■ Input ■

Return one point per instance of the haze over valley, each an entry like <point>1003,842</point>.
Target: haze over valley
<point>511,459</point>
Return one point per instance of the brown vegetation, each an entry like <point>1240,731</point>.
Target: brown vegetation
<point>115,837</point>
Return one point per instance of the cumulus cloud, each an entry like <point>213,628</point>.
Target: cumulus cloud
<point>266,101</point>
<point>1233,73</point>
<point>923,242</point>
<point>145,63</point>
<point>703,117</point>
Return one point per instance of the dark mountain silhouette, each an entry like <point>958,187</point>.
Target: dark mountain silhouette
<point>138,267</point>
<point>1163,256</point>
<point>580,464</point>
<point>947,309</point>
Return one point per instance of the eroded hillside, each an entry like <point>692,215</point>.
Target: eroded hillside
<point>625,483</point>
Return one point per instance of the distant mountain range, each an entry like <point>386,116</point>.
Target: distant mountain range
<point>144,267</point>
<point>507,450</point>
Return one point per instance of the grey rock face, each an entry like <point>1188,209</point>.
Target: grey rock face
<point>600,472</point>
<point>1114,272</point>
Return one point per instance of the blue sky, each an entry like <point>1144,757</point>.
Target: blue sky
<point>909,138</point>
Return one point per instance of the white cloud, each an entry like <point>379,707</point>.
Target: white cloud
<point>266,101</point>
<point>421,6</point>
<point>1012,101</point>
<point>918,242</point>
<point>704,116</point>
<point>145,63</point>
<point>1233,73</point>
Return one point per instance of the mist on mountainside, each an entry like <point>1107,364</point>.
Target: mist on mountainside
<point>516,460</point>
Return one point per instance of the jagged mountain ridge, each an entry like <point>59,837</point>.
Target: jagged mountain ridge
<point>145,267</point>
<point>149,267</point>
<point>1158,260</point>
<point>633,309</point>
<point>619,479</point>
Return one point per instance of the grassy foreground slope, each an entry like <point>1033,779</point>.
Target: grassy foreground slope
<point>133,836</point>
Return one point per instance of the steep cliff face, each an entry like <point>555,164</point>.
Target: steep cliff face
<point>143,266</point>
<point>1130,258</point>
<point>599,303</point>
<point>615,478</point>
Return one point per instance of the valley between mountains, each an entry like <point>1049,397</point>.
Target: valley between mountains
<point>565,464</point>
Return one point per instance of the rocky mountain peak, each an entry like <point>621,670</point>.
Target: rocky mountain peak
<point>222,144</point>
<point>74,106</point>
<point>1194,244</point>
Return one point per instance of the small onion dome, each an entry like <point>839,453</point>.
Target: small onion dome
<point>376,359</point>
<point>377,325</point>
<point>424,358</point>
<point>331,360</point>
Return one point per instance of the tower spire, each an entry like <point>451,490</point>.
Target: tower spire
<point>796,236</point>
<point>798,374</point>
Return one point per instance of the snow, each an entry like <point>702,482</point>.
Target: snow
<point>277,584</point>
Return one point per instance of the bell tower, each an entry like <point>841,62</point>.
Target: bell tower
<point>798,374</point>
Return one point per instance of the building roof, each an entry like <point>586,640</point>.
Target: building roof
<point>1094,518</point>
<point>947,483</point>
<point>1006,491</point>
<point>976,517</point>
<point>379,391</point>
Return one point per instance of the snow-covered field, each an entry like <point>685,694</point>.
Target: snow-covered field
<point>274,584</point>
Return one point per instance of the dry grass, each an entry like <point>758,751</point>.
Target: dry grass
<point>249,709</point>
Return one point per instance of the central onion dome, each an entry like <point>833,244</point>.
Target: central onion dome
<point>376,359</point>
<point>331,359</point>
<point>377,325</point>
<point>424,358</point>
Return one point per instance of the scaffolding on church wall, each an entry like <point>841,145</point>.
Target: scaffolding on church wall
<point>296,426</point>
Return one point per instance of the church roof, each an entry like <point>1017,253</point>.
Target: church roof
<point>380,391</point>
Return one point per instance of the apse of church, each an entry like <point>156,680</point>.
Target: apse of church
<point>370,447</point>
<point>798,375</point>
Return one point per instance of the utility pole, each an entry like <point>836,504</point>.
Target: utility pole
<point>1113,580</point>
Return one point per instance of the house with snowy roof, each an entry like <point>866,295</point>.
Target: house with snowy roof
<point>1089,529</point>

■ Set exercise ■
All of the material must be reproduced exactly.

■ Expected answer ■
Return one point per instance of the haze over valley, each an entry like <point>1003,842</point>.
Target: haze over valley
<point>511,459</point>
Return one point per instance of the brown vegetation, each an entry like <point>1240,731</point>.
Target: brown vegetation
<point>115,837</point>
Return one point per instance of the cumulus cloud, each an entry like <point>213,628</point>.
Target: cumulus cloud
<point>266,101</point>
<point>1233,73</point>
<point>923,242</point>
<point>145,63</point>
<point>703,117</point>
Return one point per instance of the dark mountain silhouette, each an entry like <point>958,187</point>.
Target: dark mountain silhouette
<point>138,267</point>
<point>1163,256</point>
<point>580,464</point>
<point>947,309</point>
Return one point per instance of the eroded hillside, each an entry like <point>692,215</point>.
Target: eroded hillside
<point>625,483</point>
Return one point per instance of the distant mountain range, each an entry like <point>386,116</point>.
Target: distant mountain range
<point>144,267</point>
<point>507,450</point>
Return one point per instance of the grey rock face, each an entry like <point>1188,209</point>.
Target: grey rock face
<point>600,472</point>
<point>1114,272</point>
Return one point per instance of the blue sky, each an entry like <point>1144,757</point>.
Target: blue sky
<point>909,138</point>
Return one point per instance of the white cloud, each an entry like <point>379,707</point>.
Target: white cloud
<point>266,101</point>
<point>421,6</point>
<point>1012,101</point>
<point>918,242</point>
<point>704,116</point>
<point>145,63</point>
<point>1233,73</point>
Return one point per instance of the mist on mountainside, each an entry like <point>1107,364</point>.
Target: mist on mountainside
<point>516,460</point>
Return one point per instance of the jagged mountain ridge, each an entry like <point>59,837</point>.
Target: jagged mountain ridge
<point>145,267</point>
<point>149,267</point>
<point>1158,260</point>
<point>633,309</point>
<point>619,479</point>
Return one point per instance of the grassy foreground slope, each an entry like <point>1033,779</point>.
Target: grassy foreground slope
<point>133,836</point>
Return one point per instance of the steep cliff face, each an entry like <point>555,164</point>.
Target: steep cliff face
<point>143,266</point>
<point>1130,258</point>
<point>599,303</point>
<point>615,478</point>
Return one point per instance of the valley between mountains, each an entry like <point>1049,397</point>.
Target: valley between mountains
<point>565,464</point>
Return one point per instance of the rocky mountain peak, each an entry like <point>621,670</point>.
Target: rocky mountain peak
<point>222,144</point>
<point>74,106</point>
<point>1194,244</point>
Return one point per instance of the small onion dome, each an entry like <point>839,453</point>.
Target: small onion dome
<point>376,359</point>
<point>377,325</point>
<point>424,358</point>
<point>331,360</point>
Return one point per instance of the tower spire, each an entry like <point>451,490</point>.
Target: tower spire
<point>796,236</point>
<point>798,374</point>
Return one point per instance of the snow, each an entry like <point>702,482</point>.
Target: snow
<point>277,584</point>
Return one point per instance of the bell tower, each an entry like <point>841,62</point>.
Target: bell tower
<point>798,374</point>
Return one point per instance of the building roof, each an entry like <point>586,640</point>.
Target: building roof
<point>1094,518</point>
<point>947,483</point>
<point>1006,491</point>
<point>976,517</point>
<point>379,391</point>
Return one point per instance of the snow-covered field, each an entry like <point>685,694</point>.
Target: snow-covered field
<point>274,584</point>
Return one point per instance of the dry grass, each an entry like <point>758,751</point>.
Target: dry grass
<point>249,709</point>
Return one point per instance of the central onion dome, each an entry like <point>833,244</point>.
Target: central onion dome
<point>376,359</point>
<point>331,359</point>
<point>377,325</point>
<point>424,358</point>
Return one point per instance of the scaffolding on church wall, each an entry like <point>841,145</point>.
Target: scaffolding on church wall
<point>296,426</point>
Return one point per instance of the church roof, each an entry like <point>1017,253</point>.
Target: church roof
<point>380,391</point>
Return one point per instance of the apse of church, each an entry like <point>156,680</point>.
Target: apse of church
<point>370,447</point>
<point>798,375</point>
Return one point per instance of the utility pole, each an entry like <point>836,504</point>.
Target: utility pole
<point>1113,580</point>
Return one point per instance of the house with snowy roof, each an entry like <point>866,295</point>.
Target: house with snowy roof
<point>1089,529</point>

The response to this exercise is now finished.